# Instructions to follow
Copy every item below word for word, leaving out the pictures.

===== Records for the exercise

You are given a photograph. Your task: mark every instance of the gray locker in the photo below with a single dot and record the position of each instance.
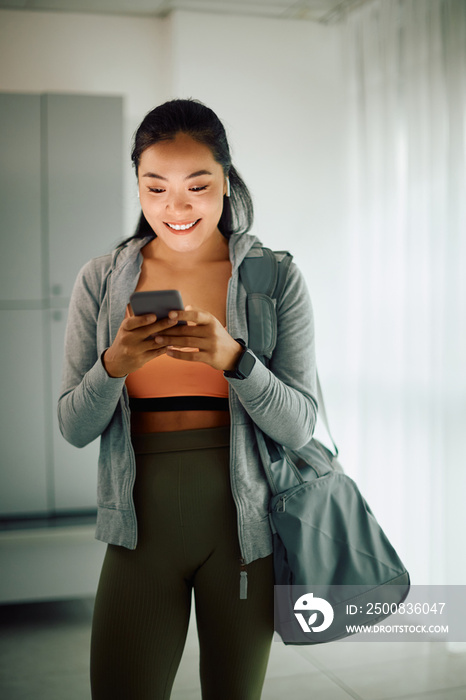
(61, 204)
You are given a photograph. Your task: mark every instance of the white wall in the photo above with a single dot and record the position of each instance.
(78, 53)
(278, 87)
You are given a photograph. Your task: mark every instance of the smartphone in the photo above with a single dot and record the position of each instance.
(158, 302)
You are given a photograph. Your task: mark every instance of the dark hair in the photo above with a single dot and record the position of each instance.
(202, 124)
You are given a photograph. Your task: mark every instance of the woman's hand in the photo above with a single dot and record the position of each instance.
(134, 344)
(204, 338)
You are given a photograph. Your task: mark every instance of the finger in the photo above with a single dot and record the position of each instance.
(181, 342)
(150, 324)
(192, 314)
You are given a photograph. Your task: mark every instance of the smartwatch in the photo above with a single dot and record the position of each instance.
(245, 363)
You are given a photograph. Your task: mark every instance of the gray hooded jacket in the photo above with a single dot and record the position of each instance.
(280, 399)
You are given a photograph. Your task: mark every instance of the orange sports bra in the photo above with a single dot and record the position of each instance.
(166, 384)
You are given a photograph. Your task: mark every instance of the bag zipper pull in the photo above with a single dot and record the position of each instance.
(243, 580)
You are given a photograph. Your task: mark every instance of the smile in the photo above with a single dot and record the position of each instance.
(182, 227)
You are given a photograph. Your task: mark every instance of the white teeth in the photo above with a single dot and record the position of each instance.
(182, 227)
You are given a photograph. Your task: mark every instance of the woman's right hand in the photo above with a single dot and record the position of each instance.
(134, 344)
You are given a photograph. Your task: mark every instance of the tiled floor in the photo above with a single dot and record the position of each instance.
(44, 651)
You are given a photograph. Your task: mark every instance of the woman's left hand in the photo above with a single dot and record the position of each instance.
(206, 338)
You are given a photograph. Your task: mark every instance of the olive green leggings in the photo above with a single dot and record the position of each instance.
(187, 539)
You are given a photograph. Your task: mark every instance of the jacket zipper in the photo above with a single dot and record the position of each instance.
(243, 580)
(243, 574)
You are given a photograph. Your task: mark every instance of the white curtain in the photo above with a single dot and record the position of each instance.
(405, 342)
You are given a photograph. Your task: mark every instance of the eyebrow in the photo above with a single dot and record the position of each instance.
(188, 177)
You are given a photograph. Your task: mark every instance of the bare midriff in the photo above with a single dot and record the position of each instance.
(168, 421)
(204, 287)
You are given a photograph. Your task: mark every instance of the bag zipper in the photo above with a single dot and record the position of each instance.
(280, 507)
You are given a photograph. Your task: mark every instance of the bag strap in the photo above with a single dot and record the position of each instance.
(263, 274)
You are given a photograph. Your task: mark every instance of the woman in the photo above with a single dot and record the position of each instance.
(182, 497)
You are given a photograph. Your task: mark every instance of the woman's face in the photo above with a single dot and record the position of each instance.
(181, 189)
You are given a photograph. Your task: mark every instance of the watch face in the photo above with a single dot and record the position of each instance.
(246, 364)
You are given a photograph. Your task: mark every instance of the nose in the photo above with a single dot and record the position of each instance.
(178, 203)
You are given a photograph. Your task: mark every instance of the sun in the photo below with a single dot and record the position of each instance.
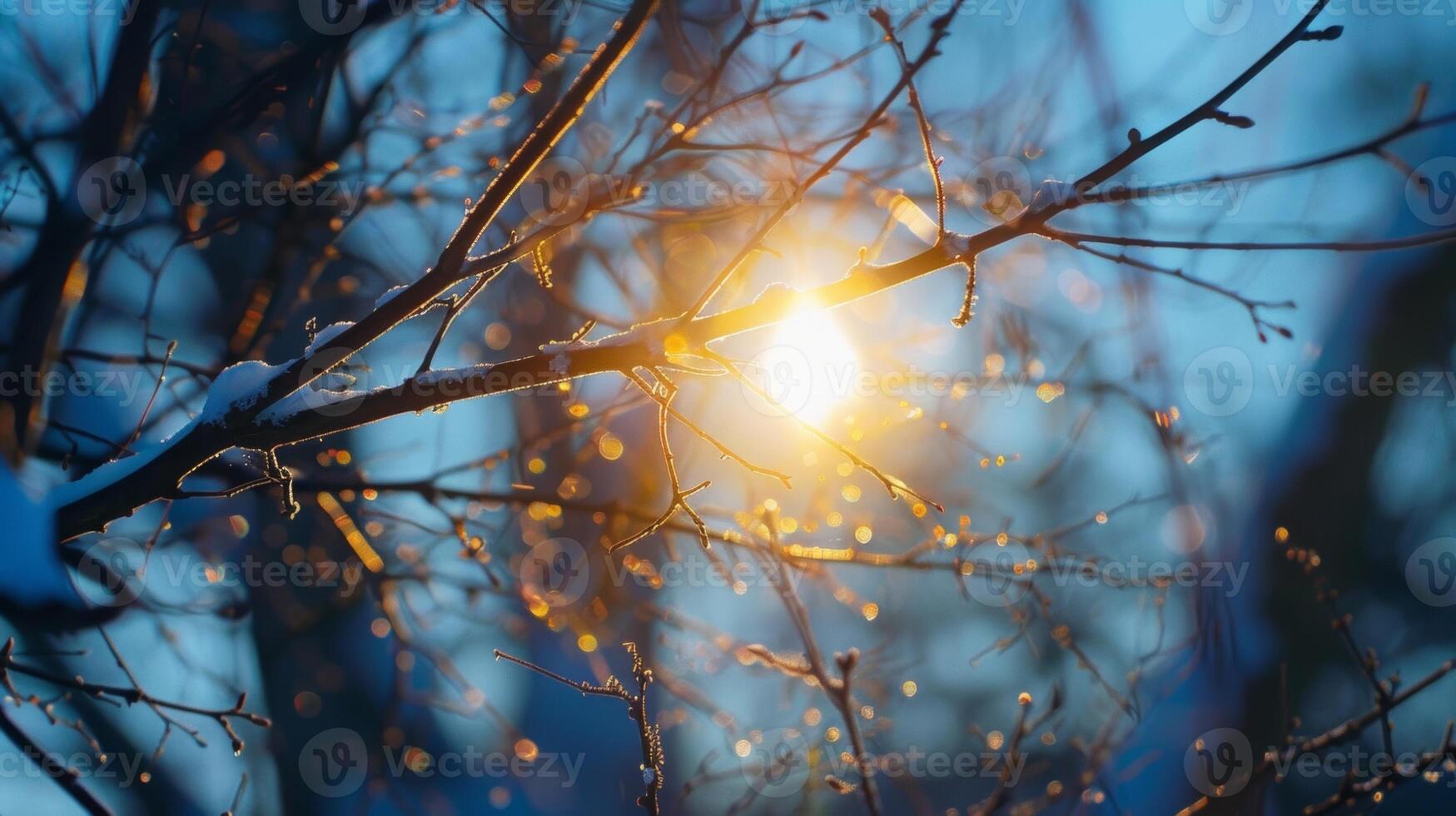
(810, 369)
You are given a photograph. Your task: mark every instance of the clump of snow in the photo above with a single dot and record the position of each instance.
(32, 571)
(326, 336)
(447, 375)
(777, 291)
(237, 386)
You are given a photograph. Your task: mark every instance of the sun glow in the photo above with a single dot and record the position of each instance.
(810, 367)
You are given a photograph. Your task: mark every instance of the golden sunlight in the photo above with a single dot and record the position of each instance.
(810, 367)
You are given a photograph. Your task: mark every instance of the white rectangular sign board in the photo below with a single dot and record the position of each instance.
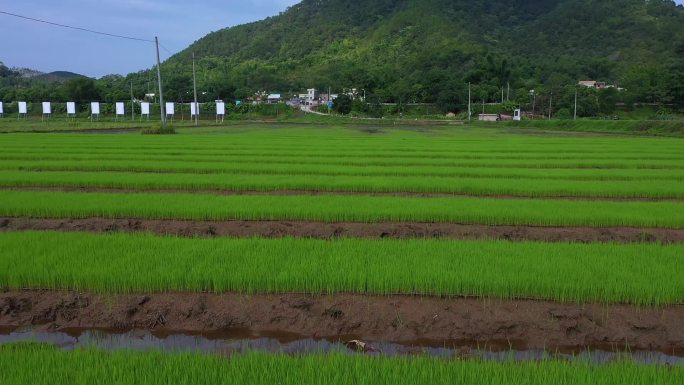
(120, 109)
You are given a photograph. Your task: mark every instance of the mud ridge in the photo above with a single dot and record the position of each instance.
(428, 320)
(404, 194)
(322, 230)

==========

# Complete output
You are given a photograph. Your task: mark every instance of the gray locker in the photo below with a single dot and record the position of each instance.
(61, 204)
You are given a photograph. Your task: mark every instance of the white wall in the photo above with a single dot and record the position of each instance.
(78, 53)
(278, 87)
You are given a photograph. Your task: mark every instance of the smartphone in the photo above with a single dot and record the position of each instance.
(158, 302)
You are given a photograph. Your task: mark every instance of the dark hair in the photo above with a single dot and record the position of each instance.
(202, 124)
You are given a photograph. Your task: mark every instance of the woman's hand in the photo above with a single dot and record the position of each instance.
(134, 344)
(204, 338)
You are given a photograph. Your task: mark every instance of the finger in the photo above with a single dot and record the position of each instance.
(181, 342)
(150, 324)
(192, 314)
You are given a photograph. Your task: mark every instance of the smartwatch in the photo above with a single dot and record the position of each instance.
(245, 363)
You are given a photograph. Your task: mark every instance of the gray hooded jacket in the photo above with a single dot and record the position of each instance.
(280, 399)
You are given a photograph. Your task: mark every instance of the orange sports bra in the photo above with a single dot and record the position of each instance.
(166, 384)
You are given a photograph. Your task: mark every instance of the bag zipper pull in the photo above with a single dot and record the position of each instance.
(243, 580)
You are given a photograph. Your task: mark every instance of the smile in the photo above with a single dot and record the position of each instance.
(182, 227)
You are given a photograph. Your task: mark every instance of the white teeth in the photo above with a single dot and record the position of each instance.
(182, 227)
You are given a photograph. Your task: mark every instance of the woman's right hand in the photo above with a single dot and record the position of each instance.
(134, 344)
You are given a photograph. Your task: mark every instance of the tiled floor in the photo above with a single dot and record the position of each instance.
(44, 651)
You are given a photograph. Your task: mark every instance of the woman's left hand in the photo above with a single dot and record the position of each instance.
(206, 338)
You are given a photograph. Your task: mark every instance of the olive green leggings in the photo above with a single dot and record the position of each instance.
(187, 539)
You are given a photograph. Your task: mark every instance of the jacket zipper in the photo above with a single dot and record the position of each instance.
(243, 580)
(243, 574)
You are given a photograph. Your task: mark every instance of the white curtain in the photo above with a single dot and record the position of each instance.
(405, 342)
You are given a photograph. Your task: mark every instance of the eyebrow in the photo above with a single dot and record the position of each instance.
(188, 177)
You are given a photograph. Your task: mark every instance of the bare midriff in the photo above with a single dot and record the position of each instance.
(168, 421)
(204, 287)
You are given a photograph. Your task: mark every instance of the bag zipper in the photo above with a single dot and record the position of each instance.
(280, 507)
You are given a photograph. Your task: mark every instance of the bag strap in the photo above with a single dot and record the position of each instance.
(263, 274)
You are given a photograph. Your task: mark every instance of the woman in the photo above with a single dot and record the position of each instance.
(182, 497)
You are given a photograph. Your task: mark every instance of the woman's face in the photo above with a single dot and record the position of each instance.
(181, 189)
You are given a photograph. Your task: mark every instance of the watch face in the photo above with a single dot and record the position of each instance.
(246, 364)
You are given a photograph. Your task: mark every instance of the nose in the photo above with a single dot and record the position of each instance.
(178, 203)
You are given a photograph. Your task: mark every instance of the sun in the photo below with a single dot and record the position of each instance.
(810, 369)
You are given a photograph. Your task: mark every instance of the clump of snow in the photo above with a single dot and record the position of each instance.
(32, 571)
(326, 336)
(447, 375)
(777, 291)
(237, 386)
You are given a photograph. Your task: mark every instance of the sun glow in the photo above with a single dot and record the position of each instance.
(810, 367)
You are given a photograph. Your task: mark every instance of the golden sunlight in the photo above with a single dot and record the position of each instance.
(810, 367)
You are given a photograph. Your task: mark every instance of the white rectangular sign board in the photo below with a single dot and record the position of each instance.
(120, 109)
You are given a photograph. Your task: mark every instance of the mud ridge in the photo above with a single dot and record the position of each instance.
(428, 320)
(404, 194)
(322, 230)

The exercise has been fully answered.